PAGE EXCERPT:
▼

Heuristic:Sdv dev SDV CTGAN Column Performance
| Knowledge Sources | |
|---|---|
| Domains | Optimization, Synthetic_Data |
| Last Updated | 2026-02-14 19:00 GMT |
Overview
Performance optimization: preprocess high-cardinality discrete columns before using CTGANSynthesizer to avoid generating more than 1000 one-hot encoded columns.
Description
CTGANSynthesizer internally one-hot encodes discrete (categorical) columns. When a discrete column has many unique values (e.g., ZIP codes, product IDs), the one-hot encoding generates one column per unique value. If the total number of generated columns exceeds 1000, training becomes extremely slow and memory-intensive. SDV emits a PerformanceAlert when this threshold is exceeded, listing the column-to-generated-column mapping.
Usage
Apply this heuristic when using CTGANSynthesizer or CopulaGAN on datasets that contain high-cardinality categorical columns (columns with many unique values). If SDV prints a PerformanceAlert during `preprocess()` or `fit()`, follow the recommendations below.
The Insight (Rule of Thumb)

▲

INFORMATION SUPPLIED:

▼

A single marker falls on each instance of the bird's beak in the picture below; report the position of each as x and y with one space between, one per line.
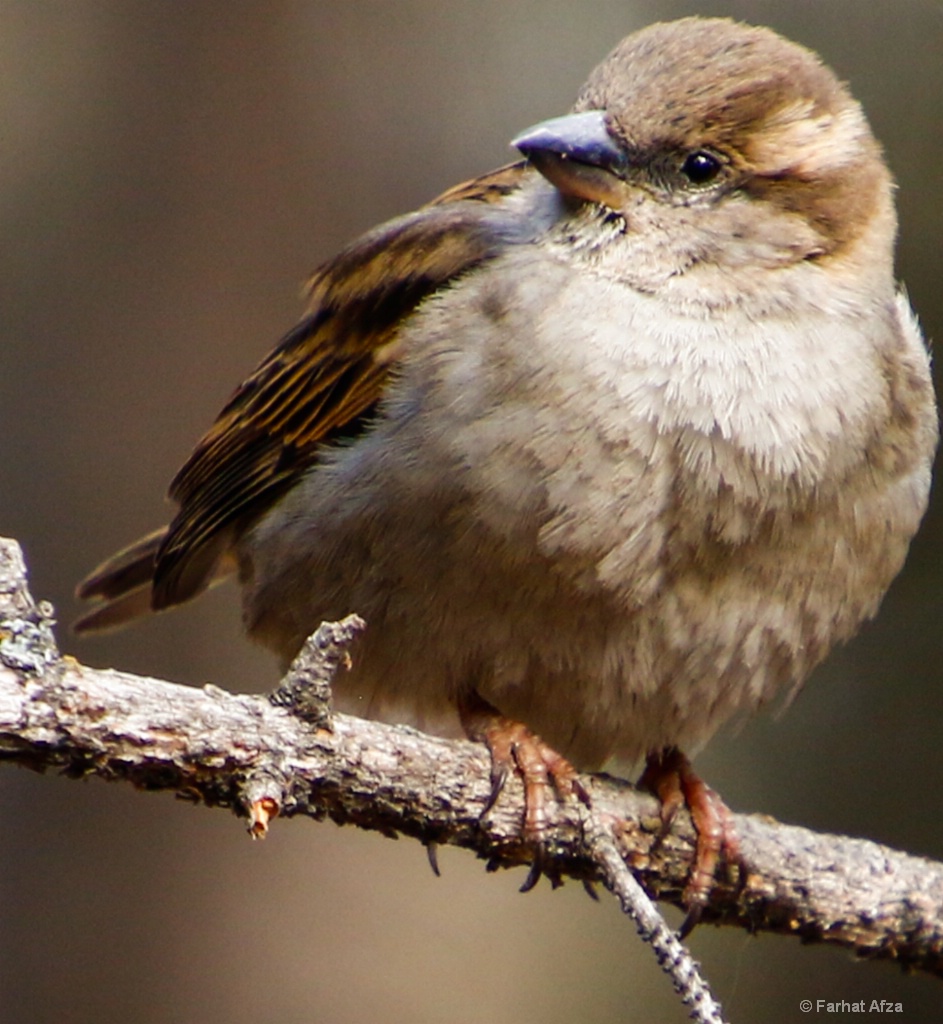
577 156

▲

GIVEN PROBLEM A:
For each statement about the CTGAN column performance page, answer yes or no and quote the exact words from the page that decide it: (i) CTGANSynthesizer one-hot encodes discrete columns internally; (ii) SDV emits a PerformanceAlert once the generated columns exceed 500; (iii) the heuristic applies to CTGANSynthesizer but not to CopulaGAN.
GIVEN PROBLEM B:
Carry the CTGAN column performance page further, starting right after its last line.
The material comes from a separate source.

EXERCISE ANSWER A:
(i) Yes: "CTGANSynthesizer internally one-hot encodes discrete (categorical) columns."
(ii) No: "If the total number of generated columns exceeds 1000, training becomes extremely slow and memory-intensive. SDV emits a PerformanceAlert when this threshold is exceeded"
(iii) No: "Apply this heuristic when using CTGANSynthesizer or CopulaGAN"

EXERCISE ANSWER B:
- Action: Preprocess high-cardinality discrete columns using `update_transformers` to use a different encoding (e.g., LabelEncoder instead of one-hot), or drop columns that are not necessary to model.
- Threshold: The alert triggers when total generated columns exceed 1000.
- Trade-off: Dropping or re-encoding columns may reduce fidelity for those specific columns, but dramatically improves training speed and memory usage.
- Alternative: Consider using GaussianCopulaSynthesizer instead, which does not one-hot encode and handles high-cardinality columns natively.
Reasoning
CTGAN uses a conditional generator architecture that requires one-hot encoding of all discrete columns. For a column with N unique values, this produces N additional columns in the transformed data. Training a GAN on a matrix with thousands of columns is computationally expensive (O(N²) in the generator/discriminator) and can lead to mode collapse. The 1000-column threshold is an empirically chosen cutoff where training time becomes impractical on typical hardware.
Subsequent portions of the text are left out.